Remembering the courage and willingness to sacrifice displayed by Daniel Ellsberg in yesterday’s DM, other issues around holiness arise. For example, how it was the courage and sacrifice of young draft resisters and their willingness to go to jail rather than fight in a war they found immoral, that inspired then middle-aged Daniel Ellsberg to release the Pentagon Papers at great personal risk.
That same spirit is alive with many today resisting environmental degradation and taking on governments and fossil fuel conglomerates in doing so. It was also very alive in the civil rights movement when so many teenagers and adults braved marching in the streets amidst fire hoses, police on horses beating people, attack dogs, being arrested and sent to jail–all in nonviolent protest.
The same holds for those resisting dictatorships such as the nonviolent protesters in the Philippines who brought down Marco’s dictatorship.
The holiness of such actions is evident in the courage and willingness to sacrifice that accompany them.
How central Mahatma Gandhi was to the entire history of nonviolent protest! And how central Jesus was to the teachings of Mahatma Gandhi.

########

Requirement 1 | Please report every line of the records below that contains the word "shadow".

Records |
########

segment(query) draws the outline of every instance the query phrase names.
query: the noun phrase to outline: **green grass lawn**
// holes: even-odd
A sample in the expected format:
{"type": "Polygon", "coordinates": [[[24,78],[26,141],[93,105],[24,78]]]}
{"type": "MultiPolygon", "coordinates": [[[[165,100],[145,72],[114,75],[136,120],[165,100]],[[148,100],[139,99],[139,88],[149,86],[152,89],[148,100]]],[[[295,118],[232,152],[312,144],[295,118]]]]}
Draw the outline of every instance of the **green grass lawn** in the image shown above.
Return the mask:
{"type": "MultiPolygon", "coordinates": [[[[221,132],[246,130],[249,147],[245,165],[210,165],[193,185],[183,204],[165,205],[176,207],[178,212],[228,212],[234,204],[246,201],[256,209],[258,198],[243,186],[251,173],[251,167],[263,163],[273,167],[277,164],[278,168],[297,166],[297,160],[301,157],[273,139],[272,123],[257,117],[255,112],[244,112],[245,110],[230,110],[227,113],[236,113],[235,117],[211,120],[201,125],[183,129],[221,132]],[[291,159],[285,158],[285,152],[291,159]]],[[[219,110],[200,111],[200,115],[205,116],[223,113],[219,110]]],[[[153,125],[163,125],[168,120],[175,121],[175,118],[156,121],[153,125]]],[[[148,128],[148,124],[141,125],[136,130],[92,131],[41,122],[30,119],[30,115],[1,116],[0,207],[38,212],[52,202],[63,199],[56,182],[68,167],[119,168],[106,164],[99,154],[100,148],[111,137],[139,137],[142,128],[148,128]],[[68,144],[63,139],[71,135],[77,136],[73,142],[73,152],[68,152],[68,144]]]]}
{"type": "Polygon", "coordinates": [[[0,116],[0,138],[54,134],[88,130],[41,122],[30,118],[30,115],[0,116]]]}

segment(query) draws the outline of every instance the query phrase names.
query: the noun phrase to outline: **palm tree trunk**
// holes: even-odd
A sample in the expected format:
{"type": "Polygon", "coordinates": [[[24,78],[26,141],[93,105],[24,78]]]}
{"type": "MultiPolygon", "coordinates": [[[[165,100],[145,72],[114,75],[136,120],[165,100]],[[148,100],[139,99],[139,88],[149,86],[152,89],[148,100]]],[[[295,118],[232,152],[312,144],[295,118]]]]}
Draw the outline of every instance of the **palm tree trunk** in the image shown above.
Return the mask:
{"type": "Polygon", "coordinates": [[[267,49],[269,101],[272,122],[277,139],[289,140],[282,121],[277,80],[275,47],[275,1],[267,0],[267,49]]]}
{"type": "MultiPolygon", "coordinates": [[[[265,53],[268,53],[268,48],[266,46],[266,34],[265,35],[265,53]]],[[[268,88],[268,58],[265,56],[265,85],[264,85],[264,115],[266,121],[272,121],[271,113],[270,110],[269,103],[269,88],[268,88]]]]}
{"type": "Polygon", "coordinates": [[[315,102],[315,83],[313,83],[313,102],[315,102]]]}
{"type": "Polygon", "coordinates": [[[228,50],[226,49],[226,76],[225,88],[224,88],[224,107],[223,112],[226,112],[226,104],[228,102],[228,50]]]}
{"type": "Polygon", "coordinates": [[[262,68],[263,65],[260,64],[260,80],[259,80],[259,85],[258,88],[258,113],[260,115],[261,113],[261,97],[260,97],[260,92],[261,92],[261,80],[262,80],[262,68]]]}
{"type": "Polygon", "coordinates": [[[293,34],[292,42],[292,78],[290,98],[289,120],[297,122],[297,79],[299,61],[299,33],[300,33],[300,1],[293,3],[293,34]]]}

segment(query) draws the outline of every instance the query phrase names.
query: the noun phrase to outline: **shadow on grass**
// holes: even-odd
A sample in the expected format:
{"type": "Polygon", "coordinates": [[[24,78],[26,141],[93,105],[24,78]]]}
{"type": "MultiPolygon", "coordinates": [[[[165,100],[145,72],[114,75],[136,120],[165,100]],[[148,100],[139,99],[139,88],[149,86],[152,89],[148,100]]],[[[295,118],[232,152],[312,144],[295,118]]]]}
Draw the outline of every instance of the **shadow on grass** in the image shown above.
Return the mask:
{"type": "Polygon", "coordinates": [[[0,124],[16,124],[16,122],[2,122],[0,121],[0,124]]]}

########

Requirement 2 | According to the passage on courage and nonviolent protest, what inspired Daniel Ellsberg to release the Pentagon Papers?

Problem solution 1 |
query: the noun phrase to outline: **shadow on grass**
Draw the outline of every instance of the **shadow on grass** in the image shown above.

Problem solution 2 | The courage and sacrifice of young draft resisters, and their willingness to go to jail rather than fight in a war they found immoral.